- [MATERIAL PROVIDED]:
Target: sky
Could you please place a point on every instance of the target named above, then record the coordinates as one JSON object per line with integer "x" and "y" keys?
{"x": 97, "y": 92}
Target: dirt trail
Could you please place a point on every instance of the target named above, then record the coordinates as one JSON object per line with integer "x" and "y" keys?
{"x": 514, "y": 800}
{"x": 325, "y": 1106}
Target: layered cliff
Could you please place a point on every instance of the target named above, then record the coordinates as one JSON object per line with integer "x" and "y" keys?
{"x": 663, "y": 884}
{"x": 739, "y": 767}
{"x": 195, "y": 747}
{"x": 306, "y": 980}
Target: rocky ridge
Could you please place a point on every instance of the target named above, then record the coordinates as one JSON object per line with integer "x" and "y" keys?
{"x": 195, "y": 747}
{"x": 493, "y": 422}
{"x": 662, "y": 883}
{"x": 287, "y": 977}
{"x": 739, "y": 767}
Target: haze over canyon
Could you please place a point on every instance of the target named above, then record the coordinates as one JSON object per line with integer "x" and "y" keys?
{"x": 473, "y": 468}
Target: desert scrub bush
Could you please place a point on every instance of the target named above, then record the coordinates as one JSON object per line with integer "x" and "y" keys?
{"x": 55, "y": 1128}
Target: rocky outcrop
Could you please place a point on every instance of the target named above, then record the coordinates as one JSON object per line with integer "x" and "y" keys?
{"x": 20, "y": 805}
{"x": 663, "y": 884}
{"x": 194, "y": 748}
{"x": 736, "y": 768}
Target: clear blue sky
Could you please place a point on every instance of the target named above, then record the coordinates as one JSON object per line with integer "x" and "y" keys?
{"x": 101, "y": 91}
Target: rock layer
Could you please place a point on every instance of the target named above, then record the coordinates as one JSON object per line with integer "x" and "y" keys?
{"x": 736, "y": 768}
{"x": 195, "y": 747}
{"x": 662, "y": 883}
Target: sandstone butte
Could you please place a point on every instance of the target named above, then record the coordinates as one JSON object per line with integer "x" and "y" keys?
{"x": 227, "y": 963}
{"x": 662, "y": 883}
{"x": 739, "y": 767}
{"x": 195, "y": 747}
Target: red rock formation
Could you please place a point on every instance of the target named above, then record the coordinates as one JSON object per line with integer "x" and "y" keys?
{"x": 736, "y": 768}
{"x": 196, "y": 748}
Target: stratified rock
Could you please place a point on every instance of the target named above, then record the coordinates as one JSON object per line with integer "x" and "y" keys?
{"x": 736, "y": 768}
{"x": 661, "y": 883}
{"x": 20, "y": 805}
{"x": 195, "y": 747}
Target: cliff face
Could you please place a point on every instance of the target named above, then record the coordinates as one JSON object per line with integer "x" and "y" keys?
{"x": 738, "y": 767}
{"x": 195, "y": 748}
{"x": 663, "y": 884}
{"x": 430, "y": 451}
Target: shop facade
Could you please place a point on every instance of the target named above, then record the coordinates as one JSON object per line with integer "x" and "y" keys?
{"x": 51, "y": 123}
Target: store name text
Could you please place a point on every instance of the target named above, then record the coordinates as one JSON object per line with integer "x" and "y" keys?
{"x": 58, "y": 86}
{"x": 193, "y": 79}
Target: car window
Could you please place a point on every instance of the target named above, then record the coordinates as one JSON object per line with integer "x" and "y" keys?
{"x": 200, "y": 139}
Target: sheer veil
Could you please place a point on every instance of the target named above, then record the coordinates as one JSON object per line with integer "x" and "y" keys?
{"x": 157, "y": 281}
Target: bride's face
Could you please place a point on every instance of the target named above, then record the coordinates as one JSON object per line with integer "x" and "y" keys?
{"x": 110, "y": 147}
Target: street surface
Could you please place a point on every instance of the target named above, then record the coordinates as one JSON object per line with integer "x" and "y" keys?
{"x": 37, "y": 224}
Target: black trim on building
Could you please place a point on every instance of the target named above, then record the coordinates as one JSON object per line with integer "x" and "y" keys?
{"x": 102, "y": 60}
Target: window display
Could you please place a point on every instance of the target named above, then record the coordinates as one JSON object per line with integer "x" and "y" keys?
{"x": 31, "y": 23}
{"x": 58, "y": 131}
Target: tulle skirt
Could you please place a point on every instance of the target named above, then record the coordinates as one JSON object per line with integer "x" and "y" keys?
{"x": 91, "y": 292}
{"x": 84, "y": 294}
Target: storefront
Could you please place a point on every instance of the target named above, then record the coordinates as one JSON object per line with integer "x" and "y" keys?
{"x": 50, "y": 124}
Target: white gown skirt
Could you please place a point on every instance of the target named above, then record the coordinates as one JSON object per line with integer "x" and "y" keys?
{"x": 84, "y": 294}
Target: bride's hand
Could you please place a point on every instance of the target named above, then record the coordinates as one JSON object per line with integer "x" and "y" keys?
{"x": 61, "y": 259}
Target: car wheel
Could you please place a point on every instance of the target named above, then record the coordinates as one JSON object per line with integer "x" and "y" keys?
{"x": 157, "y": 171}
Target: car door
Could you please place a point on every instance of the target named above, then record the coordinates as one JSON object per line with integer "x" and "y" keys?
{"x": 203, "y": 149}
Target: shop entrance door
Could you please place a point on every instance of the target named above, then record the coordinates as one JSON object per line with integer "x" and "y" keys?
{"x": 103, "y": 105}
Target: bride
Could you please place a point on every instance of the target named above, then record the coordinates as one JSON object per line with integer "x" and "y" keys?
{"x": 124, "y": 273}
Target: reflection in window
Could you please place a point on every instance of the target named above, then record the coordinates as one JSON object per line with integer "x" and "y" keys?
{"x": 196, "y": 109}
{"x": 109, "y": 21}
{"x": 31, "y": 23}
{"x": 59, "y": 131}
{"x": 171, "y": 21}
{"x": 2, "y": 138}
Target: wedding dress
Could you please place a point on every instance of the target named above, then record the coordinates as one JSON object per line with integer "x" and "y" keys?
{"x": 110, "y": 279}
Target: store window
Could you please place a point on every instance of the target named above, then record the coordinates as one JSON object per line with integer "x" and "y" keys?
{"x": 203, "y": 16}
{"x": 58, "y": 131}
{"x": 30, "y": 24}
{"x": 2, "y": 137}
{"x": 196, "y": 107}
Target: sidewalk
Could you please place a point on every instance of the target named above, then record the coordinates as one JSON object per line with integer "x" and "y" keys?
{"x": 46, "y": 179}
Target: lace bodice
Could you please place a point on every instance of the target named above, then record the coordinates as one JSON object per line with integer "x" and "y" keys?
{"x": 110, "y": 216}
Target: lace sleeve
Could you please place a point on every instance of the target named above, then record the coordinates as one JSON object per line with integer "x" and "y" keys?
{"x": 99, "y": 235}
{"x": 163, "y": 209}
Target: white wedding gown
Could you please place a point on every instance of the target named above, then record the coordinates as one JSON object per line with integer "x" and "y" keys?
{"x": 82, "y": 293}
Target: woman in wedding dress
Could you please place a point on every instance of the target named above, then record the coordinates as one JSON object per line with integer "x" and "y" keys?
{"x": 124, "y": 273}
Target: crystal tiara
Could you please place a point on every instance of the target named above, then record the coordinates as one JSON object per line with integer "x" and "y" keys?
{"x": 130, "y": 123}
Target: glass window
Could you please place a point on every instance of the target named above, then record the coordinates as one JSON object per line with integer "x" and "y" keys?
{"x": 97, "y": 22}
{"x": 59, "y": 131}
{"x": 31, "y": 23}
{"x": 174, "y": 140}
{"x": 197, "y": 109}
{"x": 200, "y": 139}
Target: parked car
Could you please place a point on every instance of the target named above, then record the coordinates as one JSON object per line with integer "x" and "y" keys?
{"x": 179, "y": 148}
==
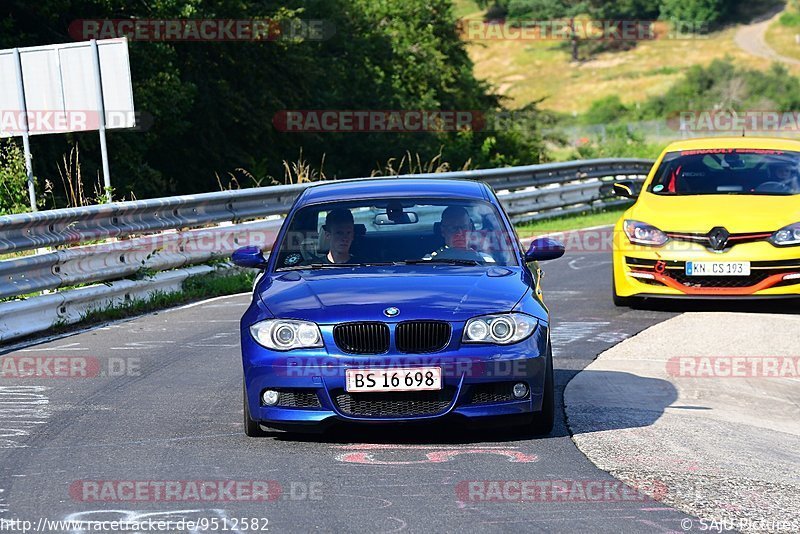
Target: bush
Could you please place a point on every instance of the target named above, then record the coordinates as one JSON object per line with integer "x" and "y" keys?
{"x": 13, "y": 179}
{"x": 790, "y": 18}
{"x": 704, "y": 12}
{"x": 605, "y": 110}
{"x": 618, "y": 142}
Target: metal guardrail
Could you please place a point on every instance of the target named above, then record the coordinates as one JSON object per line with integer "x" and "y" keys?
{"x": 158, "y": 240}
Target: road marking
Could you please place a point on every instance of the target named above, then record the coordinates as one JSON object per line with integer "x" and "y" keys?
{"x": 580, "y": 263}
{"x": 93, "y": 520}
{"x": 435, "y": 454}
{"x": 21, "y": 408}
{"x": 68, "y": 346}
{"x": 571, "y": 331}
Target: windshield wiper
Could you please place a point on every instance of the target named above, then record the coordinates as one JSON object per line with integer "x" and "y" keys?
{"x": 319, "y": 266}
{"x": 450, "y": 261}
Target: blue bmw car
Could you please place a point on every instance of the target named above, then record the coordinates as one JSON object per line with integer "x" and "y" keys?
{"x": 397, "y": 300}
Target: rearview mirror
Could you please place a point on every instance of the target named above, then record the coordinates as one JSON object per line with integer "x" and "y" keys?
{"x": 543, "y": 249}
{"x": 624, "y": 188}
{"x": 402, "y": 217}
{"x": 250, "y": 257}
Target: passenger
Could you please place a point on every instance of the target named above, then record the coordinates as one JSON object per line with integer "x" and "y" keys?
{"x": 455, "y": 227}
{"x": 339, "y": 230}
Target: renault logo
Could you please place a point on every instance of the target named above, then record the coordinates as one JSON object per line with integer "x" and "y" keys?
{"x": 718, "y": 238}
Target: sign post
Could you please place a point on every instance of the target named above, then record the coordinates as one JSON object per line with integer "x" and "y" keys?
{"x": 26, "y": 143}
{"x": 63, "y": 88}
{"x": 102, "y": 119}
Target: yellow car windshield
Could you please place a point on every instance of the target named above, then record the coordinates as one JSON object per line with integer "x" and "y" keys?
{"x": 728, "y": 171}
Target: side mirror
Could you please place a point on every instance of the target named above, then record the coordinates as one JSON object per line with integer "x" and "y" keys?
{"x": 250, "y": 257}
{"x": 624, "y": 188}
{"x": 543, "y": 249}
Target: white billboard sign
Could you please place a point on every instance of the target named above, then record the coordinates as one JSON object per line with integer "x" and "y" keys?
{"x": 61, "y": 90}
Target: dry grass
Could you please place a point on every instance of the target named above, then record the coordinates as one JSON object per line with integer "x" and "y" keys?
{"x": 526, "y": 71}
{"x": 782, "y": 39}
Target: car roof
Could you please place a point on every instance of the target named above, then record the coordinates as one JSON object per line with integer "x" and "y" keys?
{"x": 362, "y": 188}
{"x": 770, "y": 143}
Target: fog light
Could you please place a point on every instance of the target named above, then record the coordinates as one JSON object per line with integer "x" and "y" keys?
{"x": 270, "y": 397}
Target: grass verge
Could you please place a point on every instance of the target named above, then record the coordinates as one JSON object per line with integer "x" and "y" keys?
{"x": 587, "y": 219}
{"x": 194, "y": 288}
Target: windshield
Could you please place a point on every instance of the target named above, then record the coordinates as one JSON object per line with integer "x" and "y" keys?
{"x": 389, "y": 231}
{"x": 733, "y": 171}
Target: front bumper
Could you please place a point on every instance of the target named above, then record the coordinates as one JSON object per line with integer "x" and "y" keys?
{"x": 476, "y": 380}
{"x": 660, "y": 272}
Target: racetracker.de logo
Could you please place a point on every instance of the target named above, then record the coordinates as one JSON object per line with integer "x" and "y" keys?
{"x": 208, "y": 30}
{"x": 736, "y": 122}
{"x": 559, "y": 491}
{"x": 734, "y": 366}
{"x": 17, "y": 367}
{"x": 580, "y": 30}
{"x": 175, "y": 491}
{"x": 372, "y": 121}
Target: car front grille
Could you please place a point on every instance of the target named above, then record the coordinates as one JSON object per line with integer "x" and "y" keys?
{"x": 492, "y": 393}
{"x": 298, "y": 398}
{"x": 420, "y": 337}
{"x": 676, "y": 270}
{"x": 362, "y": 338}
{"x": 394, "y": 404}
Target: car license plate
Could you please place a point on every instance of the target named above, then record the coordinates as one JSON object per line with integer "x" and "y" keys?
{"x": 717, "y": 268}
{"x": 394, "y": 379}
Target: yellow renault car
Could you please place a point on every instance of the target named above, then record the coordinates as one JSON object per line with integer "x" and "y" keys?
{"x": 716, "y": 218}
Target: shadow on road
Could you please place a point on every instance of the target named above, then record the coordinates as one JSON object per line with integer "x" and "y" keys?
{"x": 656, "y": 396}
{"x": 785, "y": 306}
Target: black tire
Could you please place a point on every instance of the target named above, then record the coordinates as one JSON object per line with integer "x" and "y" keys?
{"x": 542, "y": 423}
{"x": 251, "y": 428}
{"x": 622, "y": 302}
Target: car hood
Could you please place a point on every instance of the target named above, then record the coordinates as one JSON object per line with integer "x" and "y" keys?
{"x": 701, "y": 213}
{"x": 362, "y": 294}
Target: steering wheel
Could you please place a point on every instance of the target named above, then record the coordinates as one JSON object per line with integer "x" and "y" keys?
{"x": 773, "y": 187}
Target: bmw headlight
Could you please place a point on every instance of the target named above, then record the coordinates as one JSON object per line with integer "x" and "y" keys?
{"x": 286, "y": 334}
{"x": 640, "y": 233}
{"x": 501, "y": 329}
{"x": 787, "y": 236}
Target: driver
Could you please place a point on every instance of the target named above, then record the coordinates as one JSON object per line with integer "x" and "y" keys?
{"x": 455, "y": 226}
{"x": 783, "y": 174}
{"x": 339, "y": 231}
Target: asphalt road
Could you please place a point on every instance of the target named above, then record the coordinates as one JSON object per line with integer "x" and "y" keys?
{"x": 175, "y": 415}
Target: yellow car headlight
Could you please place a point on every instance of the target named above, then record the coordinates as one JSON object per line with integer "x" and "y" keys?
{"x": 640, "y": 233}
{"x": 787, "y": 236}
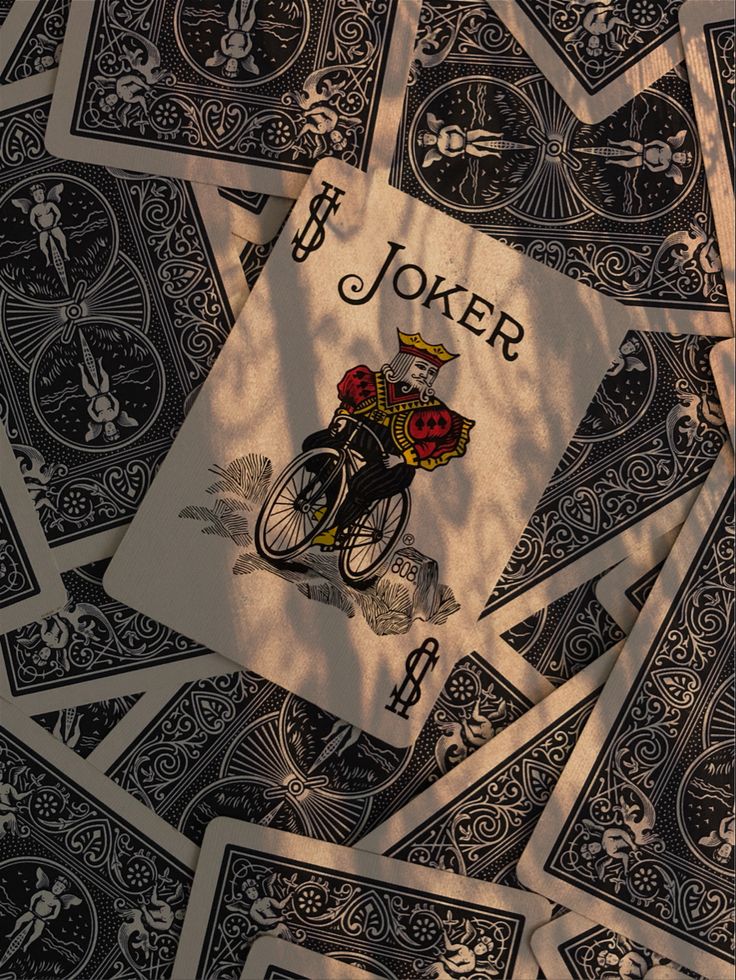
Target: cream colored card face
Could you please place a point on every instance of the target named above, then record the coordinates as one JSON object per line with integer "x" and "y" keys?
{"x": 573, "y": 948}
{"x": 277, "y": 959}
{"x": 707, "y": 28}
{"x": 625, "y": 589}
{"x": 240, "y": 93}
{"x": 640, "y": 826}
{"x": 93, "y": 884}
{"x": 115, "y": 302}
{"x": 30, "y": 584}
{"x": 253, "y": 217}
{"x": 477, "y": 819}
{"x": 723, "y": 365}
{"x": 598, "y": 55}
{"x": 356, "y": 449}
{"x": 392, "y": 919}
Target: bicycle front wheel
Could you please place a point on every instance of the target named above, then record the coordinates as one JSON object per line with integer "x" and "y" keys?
...
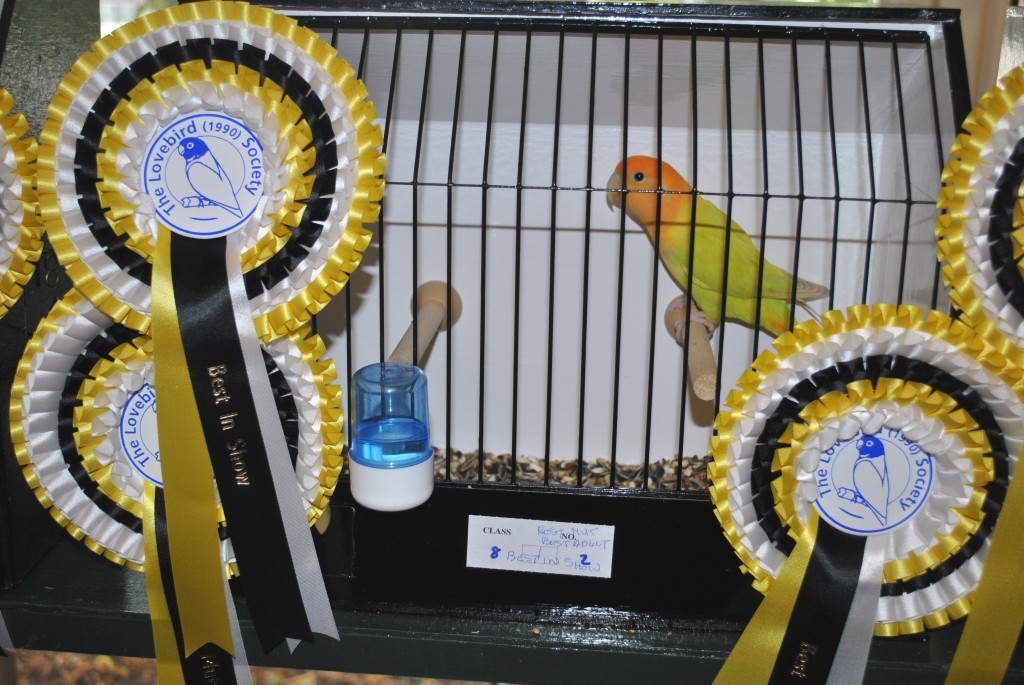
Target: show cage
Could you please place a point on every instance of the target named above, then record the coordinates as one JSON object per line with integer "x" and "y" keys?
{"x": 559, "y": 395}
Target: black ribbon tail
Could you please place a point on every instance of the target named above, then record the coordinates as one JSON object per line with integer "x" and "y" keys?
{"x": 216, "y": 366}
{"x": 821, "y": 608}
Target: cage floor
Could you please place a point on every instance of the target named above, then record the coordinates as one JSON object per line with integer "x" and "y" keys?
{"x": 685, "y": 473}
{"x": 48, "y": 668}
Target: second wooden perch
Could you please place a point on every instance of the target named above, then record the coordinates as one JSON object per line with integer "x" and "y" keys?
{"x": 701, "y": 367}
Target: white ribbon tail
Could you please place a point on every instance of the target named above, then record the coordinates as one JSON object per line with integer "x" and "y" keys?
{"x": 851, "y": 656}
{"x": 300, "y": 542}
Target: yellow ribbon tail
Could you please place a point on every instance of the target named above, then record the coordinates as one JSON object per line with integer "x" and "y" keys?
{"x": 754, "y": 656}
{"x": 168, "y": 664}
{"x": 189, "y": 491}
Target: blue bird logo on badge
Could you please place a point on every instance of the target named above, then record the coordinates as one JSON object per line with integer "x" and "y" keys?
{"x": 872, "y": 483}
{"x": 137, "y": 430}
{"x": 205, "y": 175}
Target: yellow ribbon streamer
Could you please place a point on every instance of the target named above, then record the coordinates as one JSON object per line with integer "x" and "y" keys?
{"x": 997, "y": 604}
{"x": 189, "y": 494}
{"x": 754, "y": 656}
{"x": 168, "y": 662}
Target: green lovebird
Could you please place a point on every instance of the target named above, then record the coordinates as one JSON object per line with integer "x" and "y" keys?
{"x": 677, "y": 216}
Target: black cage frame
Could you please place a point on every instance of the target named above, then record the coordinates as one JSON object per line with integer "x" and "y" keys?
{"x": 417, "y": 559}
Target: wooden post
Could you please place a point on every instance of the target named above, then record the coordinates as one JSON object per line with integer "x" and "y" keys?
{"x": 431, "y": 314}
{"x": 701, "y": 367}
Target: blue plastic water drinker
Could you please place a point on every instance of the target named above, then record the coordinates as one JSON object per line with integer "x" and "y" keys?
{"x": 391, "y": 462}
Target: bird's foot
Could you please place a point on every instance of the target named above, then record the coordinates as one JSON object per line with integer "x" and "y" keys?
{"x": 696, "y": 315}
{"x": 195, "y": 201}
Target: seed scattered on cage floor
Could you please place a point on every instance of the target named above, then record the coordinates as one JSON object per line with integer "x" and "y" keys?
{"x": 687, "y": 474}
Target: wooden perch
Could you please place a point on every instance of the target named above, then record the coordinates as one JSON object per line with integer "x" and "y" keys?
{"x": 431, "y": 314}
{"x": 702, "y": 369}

- [SHORT EXERCISE]:
Identify every line in the rows above that contains the word "bride" and copy each one.

- [FULL RESPONSE]:
Target: bride's face
Target: bride's hand
Target: bride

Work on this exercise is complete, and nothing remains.